Stored records:
--------

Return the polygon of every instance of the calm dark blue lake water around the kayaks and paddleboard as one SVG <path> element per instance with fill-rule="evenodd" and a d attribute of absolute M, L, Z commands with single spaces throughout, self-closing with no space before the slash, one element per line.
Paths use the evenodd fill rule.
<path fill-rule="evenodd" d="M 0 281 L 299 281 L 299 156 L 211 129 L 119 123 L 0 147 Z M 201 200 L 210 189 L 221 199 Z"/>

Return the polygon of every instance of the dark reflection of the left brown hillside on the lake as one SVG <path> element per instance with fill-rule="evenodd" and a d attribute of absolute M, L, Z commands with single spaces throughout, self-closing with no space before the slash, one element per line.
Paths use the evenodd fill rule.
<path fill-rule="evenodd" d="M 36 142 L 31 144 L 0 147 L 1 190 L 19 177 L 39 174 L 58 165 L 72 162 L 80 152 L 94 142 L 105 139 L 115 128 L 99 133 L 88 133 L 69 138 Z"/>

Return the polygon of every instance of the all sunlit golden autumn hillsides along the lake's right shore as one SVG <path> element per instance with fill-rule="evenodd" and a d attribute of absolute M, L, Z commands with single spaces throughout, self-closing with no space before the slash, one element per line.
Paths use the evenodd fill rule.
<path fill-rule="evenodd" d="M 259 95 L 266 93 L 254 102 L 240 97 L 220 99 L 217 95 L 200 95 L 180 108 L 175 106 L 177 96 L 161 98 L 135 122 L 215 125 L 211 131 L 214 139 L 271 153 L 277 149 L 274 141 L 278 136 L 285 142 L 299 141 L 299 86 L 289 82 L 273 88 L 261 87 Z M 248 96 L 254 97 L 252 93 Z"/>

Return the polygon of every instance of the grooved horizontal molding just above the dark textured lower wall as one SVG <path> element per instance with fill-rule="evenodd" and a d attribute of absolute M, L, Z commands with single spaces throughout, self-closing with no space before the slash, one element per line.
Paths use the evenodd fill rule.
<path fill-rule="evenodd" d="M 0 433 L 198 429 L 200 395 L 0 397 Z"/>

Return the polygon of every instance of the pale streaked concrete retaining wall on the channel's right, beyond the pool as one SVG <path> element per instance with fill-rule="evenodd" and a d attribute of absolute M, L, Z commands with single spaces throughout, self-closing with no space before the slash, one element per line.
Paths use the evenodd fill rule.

--------

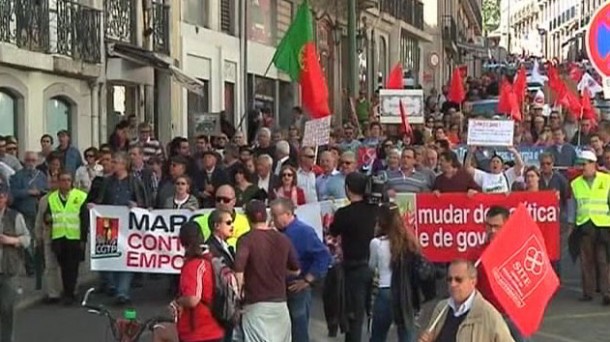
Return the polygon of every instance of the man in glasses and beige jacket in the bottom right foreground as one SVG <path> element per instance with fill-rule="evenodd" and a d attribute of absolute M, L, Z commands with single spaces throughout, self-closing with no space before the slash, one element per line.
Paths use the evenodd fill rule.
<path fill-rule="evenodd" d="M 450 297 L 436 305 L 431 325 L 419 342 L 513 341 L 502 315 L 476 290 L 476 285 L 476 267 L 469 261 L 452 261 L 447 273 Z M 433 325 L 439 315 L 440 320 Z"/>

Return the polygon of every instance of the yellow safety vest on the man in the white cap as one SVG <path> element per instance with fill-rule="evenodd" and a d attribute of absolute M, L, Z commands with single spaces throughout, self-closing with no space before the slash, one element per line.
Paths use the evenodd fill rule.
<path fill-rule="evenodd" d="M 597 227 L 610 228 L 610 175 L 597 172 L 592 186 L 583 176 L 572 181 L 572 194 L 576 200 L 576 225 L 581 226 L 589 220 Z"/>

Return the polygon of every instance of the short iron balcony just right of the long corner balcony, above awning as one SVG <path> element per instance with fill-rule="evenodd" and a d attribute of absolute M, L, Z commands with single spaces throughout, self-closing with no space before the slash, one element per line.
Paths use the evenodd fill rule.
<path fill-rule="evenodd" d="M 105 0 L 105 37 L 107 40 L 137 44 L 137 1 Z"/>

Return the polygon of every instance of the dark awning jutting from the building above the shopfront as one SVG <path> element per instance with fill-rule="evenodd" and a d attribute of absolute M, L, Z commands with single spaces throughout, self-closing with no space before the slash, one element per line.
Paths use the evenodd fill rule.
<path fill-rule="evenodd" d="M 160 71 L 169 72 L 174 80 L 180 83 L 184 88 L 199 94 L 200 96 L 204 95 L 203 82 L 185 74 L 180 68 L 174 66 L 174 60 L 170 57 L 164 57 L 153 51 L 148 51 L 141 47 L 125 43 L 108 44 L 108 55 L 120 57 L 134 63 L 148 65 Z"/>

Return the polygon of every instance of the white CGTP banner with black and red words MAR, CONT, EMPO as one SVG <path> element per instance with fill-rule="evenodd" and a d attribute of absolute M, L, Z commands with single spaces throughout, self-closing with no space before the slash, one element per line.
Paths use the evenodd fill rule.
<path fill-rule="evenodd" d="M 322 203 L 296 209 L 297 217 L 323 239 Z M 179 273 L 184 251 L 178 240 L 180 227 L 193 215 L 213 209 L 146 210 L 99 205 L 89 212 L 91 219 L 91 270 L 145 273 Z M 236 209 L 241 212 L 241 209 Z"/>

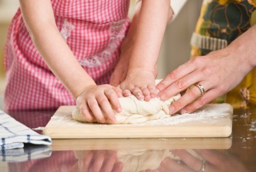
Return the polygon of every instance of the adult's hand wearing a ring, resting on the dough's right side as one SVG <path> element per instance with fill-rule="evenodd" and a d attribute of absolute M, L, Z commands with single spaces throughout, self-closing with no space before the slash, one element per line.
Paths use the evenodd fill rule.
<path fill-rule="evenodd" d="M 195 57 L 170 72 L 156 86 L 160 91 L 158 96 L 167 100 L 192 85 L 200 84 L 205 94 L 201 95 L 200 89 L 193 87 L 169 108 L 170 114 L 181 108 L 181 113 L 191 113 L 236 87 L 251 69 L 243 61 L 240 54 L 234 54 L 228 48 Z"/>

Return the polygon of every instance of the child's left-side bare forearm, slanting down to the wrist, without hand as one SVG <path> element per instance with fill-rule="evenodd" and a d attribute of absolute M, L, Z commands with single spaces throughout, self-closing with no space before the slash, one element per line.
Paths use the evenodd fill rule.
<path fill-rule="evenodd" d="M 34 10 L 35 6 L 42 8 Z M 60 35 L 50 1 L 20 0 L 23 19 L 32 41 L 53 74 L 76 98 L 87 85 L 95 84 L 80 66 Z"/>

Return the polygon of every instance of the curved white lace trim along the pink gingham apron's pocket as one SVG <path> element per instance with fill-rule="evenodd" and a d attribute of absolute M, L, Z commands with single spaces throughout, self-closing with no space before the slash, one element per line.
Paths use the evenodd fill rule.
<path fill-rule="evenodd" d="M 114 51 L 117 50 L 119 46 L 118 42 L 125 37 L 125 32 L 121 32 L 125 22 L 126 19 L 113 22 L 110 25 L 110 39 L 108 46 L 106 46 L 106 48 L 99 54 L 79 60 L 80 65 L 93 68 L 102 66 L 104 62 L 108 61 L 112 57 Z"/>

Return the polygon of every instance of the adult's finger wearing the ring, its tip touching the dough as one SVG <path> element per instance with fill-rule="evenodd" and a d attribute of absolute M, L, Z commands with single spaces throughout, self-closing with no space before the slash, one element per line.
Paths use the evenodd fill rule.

--------

DIRECTIONS FOR THIS TASK: Given the records above, restate word for word only the lines starting at the one with "Return the polygon of every instance of the calm" and ending at the one with "Return the polygon of every instance of the grooved".

RESPONSE TO THE EXERCISE:
Return the polygon of every instance of the calm dark blue lake water around the kayaks and paddleboard as one SVG <path> element per instance with fill-rule="evenodd" and a d attribute of absolute M, L, Z commands with single spaces throughout, self-closing with no space before the slash, one element per line.
Paths use the evenodd fill rule.
<path fill-rule="evenodd" d="M 0 281 L 299 281 L 299 156 L 211 129 L 119 123 L 0 147 Z M 201 200 L 210 189 L 221 199 Z"/>

Return the polygon of every instance of the dark reflection of the left brown hillside on the lake as one SVG <path> element per instance with fill-rule="evenodd" and a d attribute of absolute M, L, Z commands with single spaces throughout, self-closing with no space before the slash, one element per line.
Paths use the evenodd fill rule.
<path fill-rule="evenodd" d="M 36 142 L 31 144 L 0 147 L 1 190 L 19 177 L 39 174 L 58 165 L 72 162 L 80 152 L 94 142 L 105 139 L 115 128 L 99 133 L 88 133 L 69 138 Z"/>

Return the polygon of every instance of the all sunlit golden autumn hillsides along the lake's right shore as one SVG <path> element per instance with fill-rule="evenodd" and a d attribute of absolute M, L, Z commands with single spaces throughout, self-closing with no space before the slash, one element per line.
Paths use the evenodd fill rule.
<path fill-rule="evenodd" d="M 259 95 L 266 93 L 254 102 L 240 97 L 220 99 L 217 95 L 200 95 L 180 108 L 175 106 L 177 96 L 161 98 L 135 122 L 215 125 L 211 131 L 214 139 L 271 153 L 277 149 L 274 141 L 278 136 L 285 142 L 299 141 L 299 86 L 289 82 L 273 88 L 261 87 Z M 248 96 L 254 97 L 252 93 Z"/>

Return the polygon of every instance of the grooved horizontal molding just above the dark textured lower wall as one SVG <path> element per instance with fill-rule="evenodd" and a d attribute of absolute M, L, Z commands with single spaces throughout, self-closing with no space before the slash, one element per line.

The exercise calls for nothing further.